Exercise requirements:
Copy out every line of the listing below word for word, leaving out the pictures.

Records of labeled points:
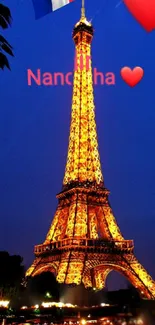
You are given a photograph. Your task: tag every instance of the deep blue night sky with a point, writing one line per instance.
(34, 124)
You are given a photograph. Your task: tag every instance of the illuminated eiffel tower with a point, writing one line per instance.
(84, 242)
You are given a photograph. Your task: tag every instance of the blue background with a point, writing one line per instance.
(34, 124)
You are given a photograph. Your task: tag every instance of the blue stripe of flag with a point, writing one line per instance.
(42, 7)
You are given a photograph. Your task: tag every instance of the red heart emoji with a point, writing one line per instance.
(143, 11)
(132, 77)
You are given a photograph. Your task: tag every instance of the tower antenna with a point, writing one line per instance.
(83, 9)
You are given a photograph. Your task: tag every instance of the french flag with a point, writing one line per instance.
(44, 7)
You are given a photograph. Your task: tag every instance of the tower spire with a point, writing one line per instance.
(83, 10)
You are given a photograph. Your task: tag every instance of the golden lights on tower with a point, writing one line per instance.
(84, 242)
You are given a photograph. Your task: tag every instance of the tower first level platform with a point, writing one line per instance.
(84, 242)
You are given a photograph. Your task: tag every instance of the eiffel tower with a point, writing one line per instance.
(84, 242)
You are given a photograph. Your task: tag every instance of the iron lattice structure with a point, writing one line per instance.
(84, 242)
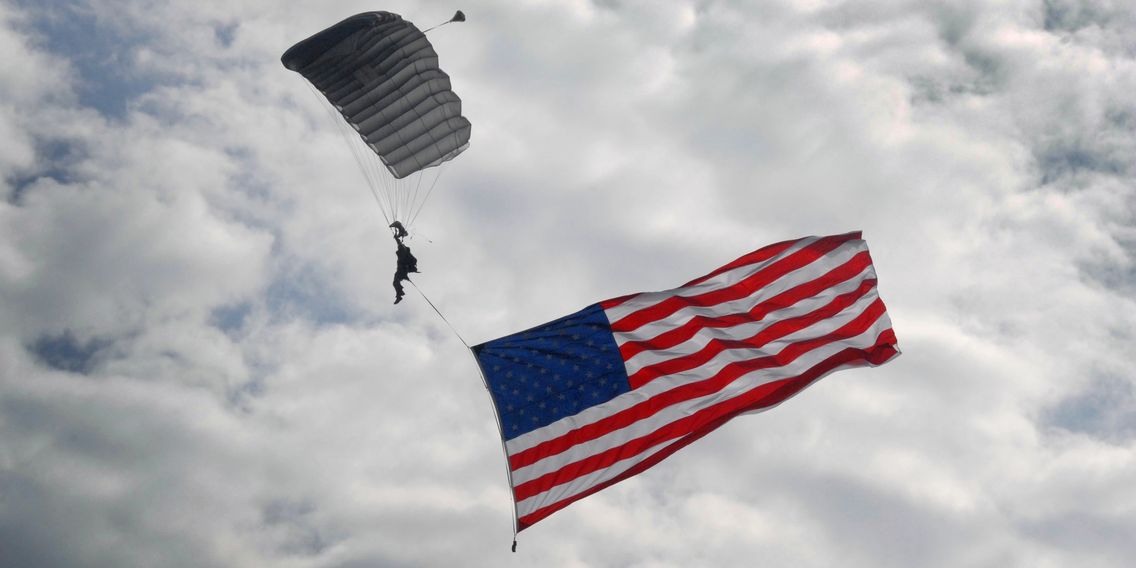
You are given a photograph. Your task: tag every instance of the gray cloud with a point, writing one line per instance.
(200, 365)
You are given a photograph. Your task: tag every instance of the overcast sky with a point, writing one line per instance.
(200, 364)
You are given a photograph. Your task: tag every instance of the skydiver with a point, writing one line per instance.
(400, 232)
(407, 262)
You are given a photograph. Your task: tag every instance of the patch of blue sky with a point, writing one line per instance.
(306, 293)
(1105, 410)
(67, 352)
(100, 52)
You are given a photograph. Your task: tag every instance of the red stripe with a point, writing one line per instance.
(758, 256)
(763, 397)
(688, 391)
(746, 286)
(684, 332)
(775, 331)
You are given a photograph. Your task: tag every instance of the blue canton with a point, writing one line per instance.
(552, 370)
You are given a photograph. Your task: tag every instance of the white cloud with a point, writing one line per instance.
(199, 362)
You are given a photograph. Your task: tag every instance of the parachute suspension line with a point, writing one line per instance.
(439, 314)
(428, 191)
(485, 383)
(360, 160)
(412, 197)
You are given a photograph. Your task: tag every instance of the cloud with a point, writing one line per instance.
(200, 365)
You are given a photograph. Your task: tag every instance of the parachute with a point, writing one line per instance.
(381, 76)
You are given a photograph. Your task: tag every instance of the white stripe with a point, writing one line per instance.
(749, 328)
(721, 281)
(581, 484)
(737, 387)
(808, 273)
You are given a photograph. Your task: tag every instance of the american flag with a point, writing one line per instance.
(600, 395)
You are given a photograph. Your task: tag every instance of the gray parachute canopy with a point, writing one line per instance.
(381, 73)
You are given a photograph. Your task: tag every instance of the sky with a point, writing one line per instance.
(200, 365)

Result:
You are given a photograph. Your task: tag every instance of the deep blue night sky with a point, writing one line per instance.
(34, 124)
You are given a photograph. Your task: tag every instance of the illuminated eiffel tower with a point, writing one line per instance.
(84, 242)
You are given a photograph. Your task: tag every instance of the blue background with a point, writing one line per instance.
(34, 124)
You are given a photograph. Your task: tag every instance of the blue stripe of flag with a point, writing one line per instance.
(42, 7)
You are given a photograph. Your task: tag every instance of the red heart emoji with a point, writing one line per instance.
(143, 11)
(132, 77)
You are given a photograph. Your task: tag every instance of the tower antenna with a point, writing one line per instance.
(83, 9)
You are given a photograph. Your task: tag every instance of the french flag with a point, writing one line per instance.
(44, 7)
You are given a photograph. Your task: tag every instance of the tower spire with a point, writing one line per instance.
(83, 10)
You are given a photograph. Your task: tag every instance of the golden lights on tower with a point, writing one line per instance.
(84, 242)
You are given a photograph. Your task: tag every instance of the tower first level platform with a point, writing one line per instance.
(84, 242)
You are given a photograph. Your task: tag every instance of the eiffel tower with a point, writing one line per instance.
(84, 242)
You are given a photograph. Your task: tag every instance of the iron lattice structure with a point, writing one line per instance.
(84, 242)
You are given a photograph. Your task: tag every instance of the gray cloud with a point, writing one line per instance.
(200, 365)
You are given a photograph. Your task: tag every instance of the overcast sky with a point, writing one line per instance.
(200, 364)
You are given a photograph. Your task: tag every instance of the skydiver with a point, writing one line per instance.
(400, 232)
(407, 262)
You are given a photograph. Your task: tag every instance of the patch of blue sky with a point, writing one line per instance.
(306, 293)
(1105, 410)
(67, 352)
(100, 52)
You are given a photograph. Your task: tag every instance of the red stripe with a point, writing one line per instance.
(758, 256)
(763, 397)
(688, 391)
(746, 286)
(684, 332)
(775, 331)
You are given a photograph. Your task: tag every instance of the blue canton with a point, writing one line per instance.
(552, 370)
You are given a photograph. Your task: tag every instance of the white cloud with a point, writing one line per instance.
(199, 362)
You are given a photograph. Your task: tag every instance of the parachute suspension line with a point, writing one line per instance.
(439, 314)
(428, 191)
(485, 383)
(360, 160)
(412, 197)
You are given a photograph. Your task: tag every instance of the cloud with a point, writing one line per instance.
(200, 365)
You are given a photograph. Your task: tag every instance of the parachute with a point, writing one line per instance.
(381, 76)
You are given a photograph. Your task: tag every instance of the white stripe with a point, writing one line per instance.
(749, 328)
(721, 281)
(581, 484)
(737, 387)
(808, 273)
You are given a photograph. Your task: tag every instance of the american flag with a point, writing one line per instance.
(600, 395)
You are given a photograph. Your task: tag every instance of the gray parachute canopy with a point, writing one line per instance.
(381, 73)
You are given a photograph. Your task: tag every instance of the sky with a point, writing one line per instance.
(200, 365)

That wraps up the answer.